* **Supplied information**
=======

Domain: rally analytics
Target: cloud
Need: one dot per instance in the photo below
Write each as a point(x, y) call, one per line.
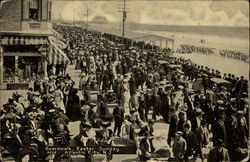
point(215, 13)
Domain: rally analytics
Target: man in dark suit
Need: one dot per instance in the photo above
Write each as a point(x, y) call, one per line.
point(147, 98)
point(219, 130)
point(146, 147)
point(218, 153)
point(118, 115)
point(196, 121)
point(147, 128)
point(201, 139)
point(188, 135)
point(173, 125)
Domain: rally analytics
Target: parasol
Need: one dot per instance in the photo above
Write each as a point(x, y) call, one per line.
point(219, 81)
point(179, 71)
point(163, 62)
point(174, 66)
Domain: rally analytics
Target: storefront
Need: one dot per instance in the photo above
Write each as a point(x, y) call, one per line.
point(24, 58)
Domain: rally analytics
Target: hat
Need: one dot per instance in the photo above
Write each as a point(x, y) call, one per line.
point(198, 111)
point(203, 122)
point(151, 121)
point(179, 133)
point(240, 112)
point(220, 102)
point(133, 110)
point(180, 87)
point(146, 133)
point(187, 125)
point(169, 86)
point(86, 125)
point(92, 104)
point(85, 107)
point(11, 99)
point(105, 125)
point(52, 110)
point(219, 142)
point(36, 93)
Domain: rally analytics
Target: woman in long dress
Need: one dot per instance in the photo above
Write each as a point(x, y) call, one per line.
point(59, 99)
point(126, 96)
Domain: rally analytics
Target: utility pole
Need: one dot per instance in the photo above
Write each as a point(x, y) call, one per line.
point(73, 17)
point(124, 11)
point(87, 16)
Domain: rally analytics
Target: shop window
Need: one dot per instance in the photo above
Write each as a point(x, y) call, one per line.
point(34, 10)
point(49, 10)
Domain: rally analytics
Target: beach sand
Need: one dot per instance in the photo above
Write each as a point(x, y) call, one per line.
point(225, 65)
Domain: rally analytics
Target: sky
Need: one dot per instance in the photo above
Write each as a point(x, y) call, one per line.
point(207, 13)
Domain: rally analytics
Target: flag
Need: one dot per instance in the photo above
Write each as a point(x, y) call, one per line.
point(124, 15)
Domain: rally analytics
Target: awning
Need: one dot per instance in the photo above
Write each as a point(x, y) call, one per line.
point(23, 40)
point(58, 42)
point(56, 55)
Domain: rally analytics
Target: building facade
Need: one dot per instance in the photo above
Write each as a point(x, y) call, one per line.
point(25, 46)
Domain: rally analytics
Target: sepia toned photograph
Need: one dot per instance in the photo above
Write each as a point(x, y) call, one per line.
point(124, 80)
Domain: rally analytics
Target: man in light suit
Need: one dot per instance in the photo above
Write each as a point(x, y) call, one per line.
point(146, 147)
point(218, 153)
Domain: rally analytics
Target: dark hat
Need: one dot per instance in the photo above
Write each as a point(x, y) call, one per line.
point(151, 121)
point(219, 142)
point(203, 122)
point(179, 133)
point(86, 125)
point(92, 104)
point(187, 125)
point(146, 133)
point(198, 111)
point(133, 110)
point(240, 112)
point(11, 99)
point(105, 125)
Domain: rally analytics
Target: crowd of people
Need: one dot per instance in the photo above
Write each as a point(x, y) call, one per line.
point(235, 55)
point(193, 49)
point(138, 82)
point(211, 51)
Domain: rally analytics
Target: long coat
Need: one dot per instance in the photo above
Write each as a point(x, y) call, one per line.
point(215, 155)
point(179, 148)
point(219, 131)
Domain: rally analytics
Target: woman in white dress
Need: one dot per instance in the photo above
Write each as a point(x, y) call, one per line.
point(126, 96)
point(59, 99)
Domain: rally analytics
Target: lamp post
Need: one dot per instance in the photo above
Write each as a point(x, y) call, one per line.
point(44, 51)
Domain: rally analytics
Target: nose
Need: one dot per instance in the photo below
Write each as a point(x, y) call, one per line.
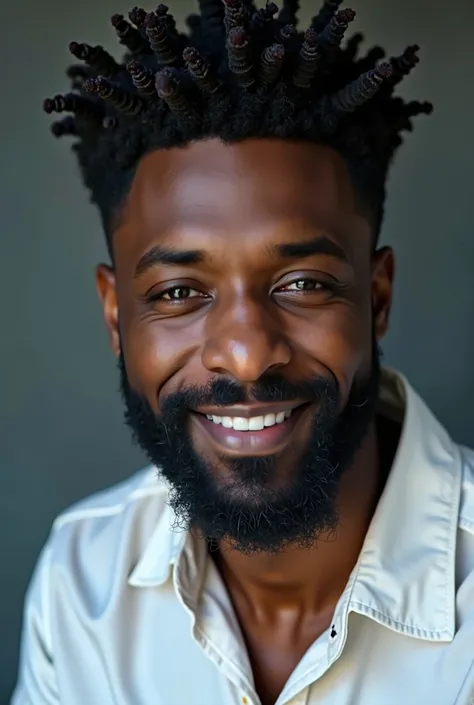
point(245, 343)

=======

Convert all of the rows above into a two-column Markdown table headed "No." and "Line", with each non-blank line numbered in order and its text beside the number. Skip blank lines and leave the pictures out.

* **Reply to the task**
| No. | Line |
|---|---|
| 1 | Domain: rally analytics |
| 2 | Target: cloud |
| 3 | Need: one dot per instance in the photo below |
| 4 | Write each as a point(x, y) call, one per line. |
| 5 | point(215, 13) |
| 6 | Domain: rally analytics |
| 7 | Target: man in dark suit |
| 8 | Need: one dot per instance in the photo above |
| 9 | Write each as a point(x, y) call, one per line. |
| 10 | point(147, 98) |
| 11 | point(219, 130) |
| 12 | point(146, 147) |
| 13 | point(218, 153) |
| 14 | point(118, 115) |
| 15 | point(196, 121) |
| 16 | point(147, 128) |
| 17 | point(201, 139) |
| 18 | point(188, 135) |
| 19 | point(173, 125) |
| 20 | Domain: rally analytics |
| 21 | Target: parasol |
| 22 | Need: one dot per instance in the photo above |
| 23 | Write each as a point(x, y) call, one per line. |
| 24 | point(219, 81) |
| 25 | point(179, 71) |
| 26 | point(163, 62) |
| 27 | point(174, 66) |
| 28 | Domain: rally analytics |
| 29 | Target: storefront |
| 30 | Need: one dot per instance in the photo above |
| 31 | Write each as a point(x, y) call, one per line. |
| 32 | point(24, 58) |
| 33 | Domain: rally analytics |
| 34 | Target: hat |
| 35 | Need: one dot per instance in the photo above |
| 36 | Write each as a point(x, y) call, one per line. |
| 37 | point(198, 111) |
| 38 | point(203, 122) |
| 39 | point(151, 121) |
| 40 | point(179, 133) |
| 41 | point(240, 112) |
| 42 | point(220, 102) |
| 43 | point(133, 110) |
| 44 | point(180, 87) |
| 45 | point(146, 133) |
| 46 | point(187, 125) |
| 47 | point(169, 86) |
| 48 | point(86, 125) |
| 49 | point(92, 104) |
| 50 | point(85, 107) |
| 51 | point(11, 99) |
| 52 | point(105, 125) |
| 53 | point(52, 110) |
| 54 | point(219, 142) |
| 55 | point(36, 93) |
| 56 | Domain: rally analytics |
| 57 | Target: woman in long dress |
| 58 | Need: one dot per instance in the photo above |
| 59 | Write each as a point(x, y) call, one per line. |
| 60 | point(59, 99) |
| 61 | point(126, 96) |
| 62 | Domain: rally analytics |
| 63 | Target: utility pole |
| 64 | Need: one dot per instance in the photo above |
| 65 | Write each as a point(x, y) call, one per line. |
| 66 | point(73, 17) |
| 67 | point(124, 11) |
| 68 | point(87, 16) |
| 69 | Domain: rally analytics |
| 70 | Target: shop window |
| 71 | Need: one dot per instance in the photo above |
| 72 | Write each as a point(x, y) call, one per line. |
| 73 | point(34, 10) |
| 74 | point(49, 10) |
| 75 | Domain: rally analytics |
| 76 | Target: beach sand |
| 77 | Need: one dot per instance in the photo above |
| 78 | Write each as a point(x, y) call, one per line. |
| 79 | point(225, 65) |
| 80 | Domain: rally analytics |
| 81 | Target: sky |
| 82 | Need: one dot per instance in the photo above |
| 83 | Write each as a point(x, y) call, one per line. |
| 84 | point(207, 13) |
| 85 | Domain: rally analytics |
| 86 | Target: flag |
| 87 | Need: one dot per instance in the photo above |
| 88 | Write each as a point(x, y) call, one per line. |
| 89 | point(124, 15) |
| 90 | Domain: rally analytics |
| 91 | Target: awning |
| 92 | Need: one dot per instance in the photo above |
| 93 | Write each as a point(x, y) call, one per line. |
| 94 | point(23, 40) |
| 95 | point(58, 42) |
| 96 | point(56, 55) |
| 97 | Domain: rally analytics |
| 98 | Target: building facade |
| 99 | Need: one dot per instance in the photo above |
| 100 | Write each as a point(x, y) call, one per line. |
| 101 | point(25, 46) |
| 102 | Domain: rally analytics |
| 103 | Target: sepia toned photograph |
| 104 | Need: one dot per instance in the photo above |
| 105 | Write each as a point(x, y) call, one per line. |
| 106 | point(124, 80) |
| 107 | Domain: rally analytics |
| 108 | Target: man in light suit |
| 109 | Need: one dot per instance in the photo above |
| 110 | Write each as a point(x, y) call, one per line. |
| 111 | point(146, 147) |
| 112 | point(218, 153) |
| 113 | Domain: rally analytics |
| 114 | Target: dark hat |
| 115 | Need: one dot per instance in the photo above |
| 116 | Write each as a point(x, y) call, one per line. |
| 117 | point(151, 121) |
| 118 | point(219, 142) |
| 119 | point(203, 122) |
| 120 | point(179, 133) |
| 121 | point(86, 125) |
| 122 | point(92, 104) |
| 123 | point(187, 125) |
| 124 | point(146, 133) |
| 125 | point(198, 111) |
| 126 | point(133, 110) |
| 127 | point(240, 112) |
| 128 | point(11, 99) |
| 129 | point(105, 125) |
| 130 | Domain: rally analytics |
| 131 | Target: crowd of people |
| 132 | Need: one dot per instance in the photo above |
| 133 | Write each as a point(x, y) call, one per line. |
| 134 | point(235, 55) |
| 135 | point(193, 49) |
| 136 | point(138, 82) |
| 137 | point(211, 51) |
| 138 | Domain: rally analytics |
| 139 | Target: long coat |
| 140 | Need: one dot per instance in the photo above |
| 141 | Write each as a point(x, y) call, one per line. |
| 142 | point(215, 155) |
| 143 | point(179, 148) |
| 144 | point(219, 131) |
| 145 | Domain: rally analytics |
| 146 | Target: woman in white dress |
| 147 | Need: one dot per instance in the photo above |
| 148 | Write each as a point(x, y) call, one per line. |
| 149 | point(126, 96) |
| 150 | point(59, 99) |
| 151 | Domain: rally analytics |
| 152 | Target: lamp post |
| 153 | Need: one dot per instance in the photo above |
| 154 | Write each as a point(x, y) call, one per line. |
| 155 | point(44, 51) |
| 156 | Domain: rally analytics |
| 157 | Target: nose |
| 158 | Need: one dot per instance in the photo below |
| 159 | Write each as a point(x, y) call, one per line. |
| 160 | point(245, 343) |